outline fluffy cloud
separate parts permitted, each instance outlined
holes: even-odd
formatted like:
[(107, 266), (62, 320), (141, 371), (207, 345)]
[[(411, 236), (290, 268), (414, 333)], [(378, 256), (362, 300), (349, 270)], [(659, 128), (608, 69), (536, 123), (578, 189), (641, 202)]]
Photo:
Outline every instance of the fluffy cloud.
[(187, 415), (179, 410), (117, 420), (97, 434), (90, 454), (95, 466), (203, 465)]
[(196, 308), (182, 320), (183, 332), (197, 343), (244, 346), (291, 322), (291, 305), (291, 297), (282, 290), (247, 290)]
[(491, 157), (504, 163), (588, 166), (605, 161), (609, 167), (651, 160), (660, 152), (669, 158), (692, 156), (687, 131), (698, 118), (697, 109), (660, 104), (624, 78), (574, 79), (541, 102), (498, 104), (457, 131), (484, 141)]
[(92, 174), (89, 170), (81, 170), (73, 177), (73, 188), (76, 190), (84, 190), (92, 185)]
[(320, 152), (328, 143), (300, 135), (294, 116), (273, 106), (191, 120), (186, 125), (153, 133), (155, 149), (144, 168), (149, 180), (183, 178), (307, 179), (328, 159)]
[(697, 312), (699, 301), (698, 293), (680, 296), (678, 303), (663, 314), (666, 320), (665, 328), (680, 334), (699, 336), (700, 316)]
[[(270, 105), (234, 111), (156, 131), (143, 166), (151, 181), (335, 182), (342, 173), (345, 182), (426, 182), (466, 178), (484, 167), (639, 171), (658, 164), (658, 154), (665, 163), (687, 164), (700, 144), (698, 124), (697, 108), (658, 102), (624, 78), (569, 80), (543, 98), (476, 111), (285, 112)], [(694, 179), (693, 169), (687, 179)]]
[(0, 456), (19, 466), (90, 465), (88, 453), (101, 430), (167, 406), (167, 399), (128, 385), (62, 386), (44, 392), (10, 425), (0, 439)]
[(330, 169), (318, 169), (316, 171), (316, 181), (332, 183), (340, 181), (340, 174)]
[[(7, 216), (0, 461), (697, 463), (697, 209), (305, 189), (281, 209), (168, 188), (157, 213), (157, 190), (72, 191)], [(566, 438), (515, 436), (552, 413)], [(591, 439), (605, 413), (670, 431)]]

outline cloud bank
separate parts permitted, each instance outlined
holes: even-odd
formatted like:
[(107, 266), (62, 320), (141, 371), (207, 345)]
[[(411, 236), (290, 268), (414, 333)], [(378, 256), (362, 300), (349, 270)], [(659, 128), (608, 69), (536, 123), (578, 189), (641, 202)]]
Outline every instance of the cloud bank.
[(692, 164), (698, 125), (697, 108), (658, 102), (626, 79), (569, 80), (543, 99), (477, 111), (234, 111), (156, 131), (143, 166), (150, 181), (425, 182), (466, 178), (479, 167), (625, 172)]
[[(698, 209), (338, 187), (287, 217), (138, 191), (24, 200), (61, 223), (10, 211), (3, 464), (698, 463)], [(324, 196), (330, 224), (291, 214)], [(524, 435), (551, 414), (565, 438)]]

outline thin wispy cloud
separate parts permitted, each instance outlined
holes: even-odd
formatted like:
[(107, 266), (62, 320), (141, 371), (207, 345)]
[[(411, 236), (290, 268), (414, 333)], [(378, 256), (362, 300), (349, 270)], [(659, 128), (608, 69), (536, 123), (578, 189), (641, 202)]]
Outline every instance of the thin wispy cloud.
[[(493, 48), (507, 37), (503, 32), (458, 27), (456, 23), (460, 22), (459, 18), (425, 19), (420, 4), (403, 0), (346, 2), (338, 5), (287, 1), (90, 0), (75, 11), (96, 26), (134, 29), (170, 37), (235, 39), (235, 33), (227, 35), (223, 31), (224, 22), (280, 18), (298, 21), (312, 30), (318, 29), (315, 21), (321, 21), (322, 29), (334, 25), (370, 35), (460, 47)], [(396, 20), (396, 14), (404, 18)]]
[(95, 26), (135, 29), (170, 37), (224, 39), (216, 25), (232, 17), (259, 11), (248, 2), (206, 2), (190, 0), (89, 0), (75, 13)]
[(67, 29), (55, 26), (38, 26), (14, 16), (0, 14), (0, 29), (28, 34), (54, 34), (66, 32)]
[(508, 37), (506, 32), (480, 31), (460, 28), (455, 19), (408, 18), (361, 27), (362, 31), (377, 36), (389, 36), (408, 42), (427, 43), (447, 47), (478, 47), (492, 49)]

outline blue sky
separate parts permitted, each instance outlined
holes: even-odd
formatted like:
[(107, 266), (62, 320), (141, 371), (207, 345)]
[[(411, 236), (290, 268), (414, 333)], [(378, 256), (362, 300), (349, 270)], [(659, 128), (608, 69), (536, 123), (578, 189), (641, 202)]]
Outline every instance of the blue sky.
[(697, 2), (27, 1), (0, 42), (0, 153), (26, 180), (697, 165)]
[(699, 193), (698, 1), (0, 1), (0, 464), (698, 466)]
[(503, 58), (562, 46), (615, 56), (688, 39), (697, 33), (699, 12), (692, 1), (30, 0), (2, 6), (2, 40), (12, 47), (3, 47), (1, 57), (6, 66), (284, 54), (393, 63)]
____
All of the material above needs to be retyped word for word.

OUTPUT OF THE TASK =>
outline fluffy cloud
separate parts permitted, each instance outlined
holes: even-odd
formatted like:
[(107, 266), (62, 320), (141, 371), (207, 345)]
[[(411, 236), (290, 268), (414, 333)], [(378, 256), (362, 300), (349, 270)], [(659, 128), (608, 69), (536, 123), (578, 189), (641, 202)]]
Photo:
Outline every instance of the fluffy cloud.
[(187, 415), (179, 410), (117, 420), (97, 434), (90, 454), (95, 466), (203, 465)]
[(196, 308), (182, 320), (183, 332), (197, 343), (244, 346), (291, 322), (291, 305), (291, 297), (282, 290), (247, 290)]
[(491, 157), (504, 163), (588, 166), (605, 161), (609, 167), (651, 160), (660, 152), (669, 158), (692, 156), (687, 131), (698, 118), (697, 109), (660, 104), (624, 78), (574, 79), (541, 102), (498, 104), (457, 131), (484, 141)]
[(92, 174), (89, 170), (81, 170), (73, 177), (73, 188), (76, 190), (84, 190), (92, 185)]
[(320, 152), (328, 143), (300, 135), (294, 116), (273, 106), (191, 120), (186, 125), (153, 133), (155, 149), (144, 168), (149, 180), (183, 178), (307, 179), (328, 159)]
[(697, 312), (699, 301), (698, 293), (680, 296), (678, 303), (663, 314), (666, 320), (665, 328), (680, 334), (699, 336), (700, 316)]
[[(270, 105), (234, 111), (156, 131), (143, 166), (151, 181), (335, 182), (342, 173), (345, 182), (426, 182), (466, 178), (484, 167), (639, 171), (658, 164), (658, 154), (665, 163), (687, 164), (700, 144), (698, 124), (697, 108), (658, 102), (624, 78), (569, 80), (543, 98), (476, 111), (285, 112)], [(694, 179), (693, 169), (687, 179)]]
[(0, 456), (19, 466), (90, 465), (88, 453), (101, 430), (167, 406), (167, 399), (128, 385), (62, 386), (44, 392), (10, 425), (0, 439)]
[(330, 169), (318, 169), (316, 171), (316, 181), (332, 183), (340, 181), (340, 174)]
[[(7, 216), (0, 461), (697, 463), (697, 209), (305, 189), (281, 209), (168, 188), (157, 213), (157, 190), (72, 191)], [(566, 438), (515, 436), (552, 413)], [(591, 439), (605, 413), (670, 431)]]

outline cloud bank
separate parts permitted, each instance outlined
holes: even-odd
formatted like:
[(107, 266), (62, 320), (141, 371), (207, 345)]
[[(411, 236), (290, 268), (414, 333)], [(378, 256), (362, 300), (349, 270)], [(659, 128), (608, 69), (536, 123), (578, 189), (641, 202)]]
Outline every instance of the cloud bank.
[(692, 164), (698, 125), (697, 108), (658, 102), (626, 79), (569, 80), (543, 99), (477, 111), (234, 111), (156, 131), (143, 166), (150, 181), (425, 182), (466, 178), (479, 167), (625, 172)]
[[(698, 209), (338, 187), (287, 217), (138, 191), (24, 200), (61, 223), (10, 211), (3, 464), (698, 463)], [(324, 196), (330, 224), (291, 214)], [(524, 435), (551, 414), (565, 438)]]

outline thin wispy cloud
separate parts permitted, each instance outlined
holes: even-odd
formatted like:
[(107, 266), (62, 320), (141, 371), (207, 345)]
[[(411, 236), (290, 268), (414, 333)], [(378, 256), (362, 300), (349, 270)], [(659, 128), (608, 69), (536, 123), (578, 189), (641, 202)]]
Outline every instance of the thin wispy cloud.
[[(493, 48), (507, 37), (503, 32), (458, 27), (456, 23), (460, 22), (459, 18), (425, 19), (420, 4), (403, 0), (346, 2), (338, 5), (287, 1), (90, 0), (75, 11), (96, 26), (134, 29), (170, 37), (235, 39), (235, 33), (227, 35), (223, 31), (224, 22), (280, 18), (298, 21), (312, 30), (318, 29), (315, 21), (321, 21), (322, 29), (334, 25), (370, 35), (460, 47)], [(396, 20), (396, 14), (404, 18)]]
[(95, 26), (135, 29), (170, 37), (224, 39), (216, 25), (232, 17), (259, 11), (248, 2), (206, 2), (190, 0), (89, 0), (75, 13)]
[(67, 29), (55, 26), (38, 26), (14, 16), (0, 14), (0, 29), (28, 34), (54, 34), (66, 32)]
[(508, 37), (506, 32), (480, 31), (460, 28), (455, 19), (408, 18), (361, 27), (362, 31), (377, 36), (389, 36), (408, 42), (427, 43), (447, 47), (478, 47), (492, 49)]

outline blue sky
separate parts permitted, each instance outlined
holes: even-odd
formatted like:
[(107, 266), (62, 320), (141, 371), (207, 345)]
[[(411, 236), (290, 268), (414, 333)], [(378, 256), (362, 300), (349, 270)], [(659, 128), (608, 69), (536, 123), (578, 189), (641, 202)]]
Outline every instance of the blue sky.
[(697, 2), (27, 1), (0, 42), (0, 153), (26, 180), (697, 165)]
[(699, 193), (698, 1), (0, 1), (0, 464), (698, 466)]
[(503, 58), (562, 46), (615, 56), (688, 39), (697, 33), (699, 12), (692, 1), (30, 0), (2, 6), (2, 40), (12, 47), (3, 47), (1, 57), (6, 66), (284, 54), (393, 63)]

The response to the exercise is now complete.